» **PROBLEM DETAILS**:
Count the lines in the entries below that contain the string "parking", matching case exactly. Reply with only that number.

» **RECORDED DATA**:

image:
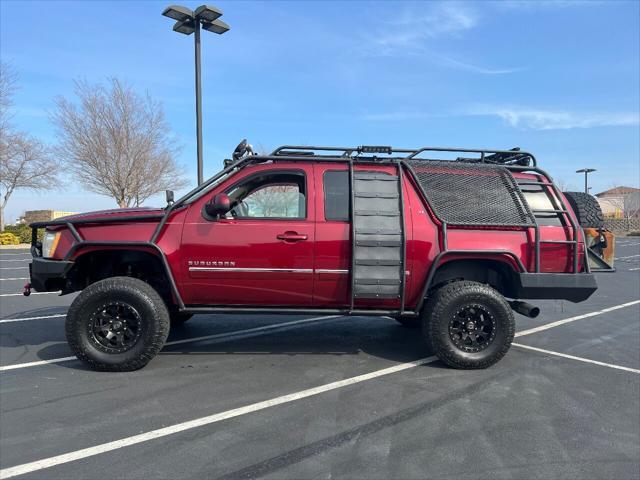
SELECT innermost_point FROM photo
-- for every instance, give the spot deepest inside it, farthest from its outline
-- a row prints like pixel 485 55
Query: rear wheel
pixel 117 324
pixel 468 325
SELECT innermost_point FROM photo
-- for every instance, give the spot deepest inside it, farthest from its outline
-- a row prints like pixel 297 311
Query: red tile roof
pixel 613 192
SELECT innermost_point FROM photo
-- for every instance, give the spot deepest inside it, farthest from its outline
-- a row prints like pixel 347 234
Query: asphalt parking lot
pixel 237 396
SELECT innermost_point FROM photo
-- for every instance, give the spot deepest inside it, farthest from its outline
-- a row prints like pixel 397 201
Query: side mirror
pixel 219 205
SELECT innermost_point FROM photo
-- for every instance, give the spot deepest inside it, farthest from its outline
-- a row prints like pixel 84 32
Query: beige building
pixel 620 202
pixel 42 215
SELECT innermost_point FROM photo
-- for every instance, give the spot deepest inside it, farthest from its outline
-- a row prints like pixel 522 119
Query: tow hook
pixel 525 308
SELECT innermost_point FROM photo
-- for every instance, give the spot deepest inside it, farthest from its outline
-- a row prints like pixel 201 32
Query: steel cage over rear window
pixel 472 193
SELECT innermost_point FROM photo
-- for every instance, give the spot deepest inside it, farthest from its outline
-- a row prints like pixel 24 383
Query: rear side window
pixel 336 195
pixel 538 199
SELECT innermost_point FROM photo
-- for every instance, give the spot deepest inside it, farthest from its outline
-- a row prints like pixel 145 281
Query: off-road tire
pixel 132 293
pixel 586 208
pixel 445 303
pixel 179 318
pixel 409 322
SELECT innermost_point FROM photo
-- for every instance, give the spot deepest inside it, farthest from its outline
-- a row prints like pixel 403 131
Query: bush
pixel 7 238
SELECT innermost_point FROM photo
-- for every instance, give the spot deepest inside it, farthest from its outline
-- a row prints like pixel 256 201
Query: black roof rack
pixel 513 156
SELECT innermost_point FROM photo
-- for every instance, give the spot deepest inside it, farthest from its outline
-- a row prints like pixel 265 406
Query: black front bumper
pixel 48 275
pixel 575 287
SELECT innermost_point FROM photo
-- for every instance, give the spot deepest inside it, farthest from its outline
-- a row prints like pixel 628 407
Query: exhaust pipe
pixel 525 308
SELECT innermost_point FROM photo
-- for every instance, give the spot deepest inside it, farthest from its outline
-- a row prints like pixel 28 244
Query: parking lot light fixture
pixel 217 26
pixel 586 172
pixel 188 22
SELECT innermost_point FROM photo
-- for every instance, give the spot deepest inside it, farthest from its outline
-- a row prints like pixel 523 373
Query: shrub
pixel 8 238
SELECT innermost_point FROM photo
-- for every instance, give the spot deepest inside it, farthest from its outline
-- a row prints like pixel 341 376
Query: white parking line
pixel 36 364
pixel 208 420
pixel 24 319
pixel 573 319
pixel 216 338
pixel 32 293
pixel 580 359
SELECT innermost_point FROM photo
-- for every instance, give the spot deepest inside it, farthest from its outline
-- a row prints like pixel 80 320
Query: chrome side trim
pixel 240 269
pixel 254 270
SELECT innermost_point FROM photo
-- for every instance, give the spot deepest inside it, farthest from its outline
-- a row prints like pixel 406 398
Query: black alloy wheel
pixel 115 327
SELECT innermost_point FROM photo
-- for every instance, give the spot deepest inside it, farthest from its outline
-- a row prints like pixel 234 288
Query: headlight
pixel 49 243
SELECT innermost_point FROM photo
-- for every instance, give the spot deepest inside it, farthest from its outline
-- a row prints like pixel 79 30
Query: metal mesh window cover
pixel 472 193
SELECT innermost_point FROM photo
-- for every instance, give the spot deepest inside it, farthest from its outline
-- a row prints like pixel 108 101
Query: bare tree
pixel 117 143
pixel 626 204
pixel 8 86
pixel 24 161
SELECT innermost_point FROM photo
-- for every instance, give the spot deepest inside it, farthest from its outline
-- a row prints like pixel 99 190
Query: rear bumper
pixel 575 287
pixel 48 275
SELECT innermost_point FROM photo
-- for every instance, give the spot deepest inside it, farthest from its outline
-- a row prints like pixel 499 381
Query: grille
pixel 472 193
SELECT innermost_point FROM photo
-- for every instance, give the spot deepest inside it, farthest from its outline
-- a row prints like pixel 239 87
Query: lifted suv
pixel 366 230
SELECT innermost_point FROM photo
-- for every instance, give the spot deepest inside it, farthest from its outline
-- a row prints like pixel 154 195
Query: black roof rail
pixel 513 156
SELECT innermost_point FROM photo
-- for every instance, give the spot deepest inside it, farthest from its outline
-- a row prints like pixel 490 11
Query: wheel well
pixel 498 275
pixel 98 265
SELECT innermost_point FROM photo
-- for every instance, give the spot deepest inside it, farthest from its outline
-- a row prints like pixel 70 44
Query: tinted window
pixel 538 199
pixel 336 195
pixel 273 195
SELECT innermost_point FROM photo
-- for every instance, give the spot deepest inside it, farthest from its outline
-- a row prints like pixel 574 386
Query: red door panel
pixel 249 261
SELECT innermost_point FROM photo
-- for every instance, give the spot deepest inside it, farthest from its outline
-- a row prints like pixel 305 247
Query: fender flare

» **TASK SOLUTION**:
3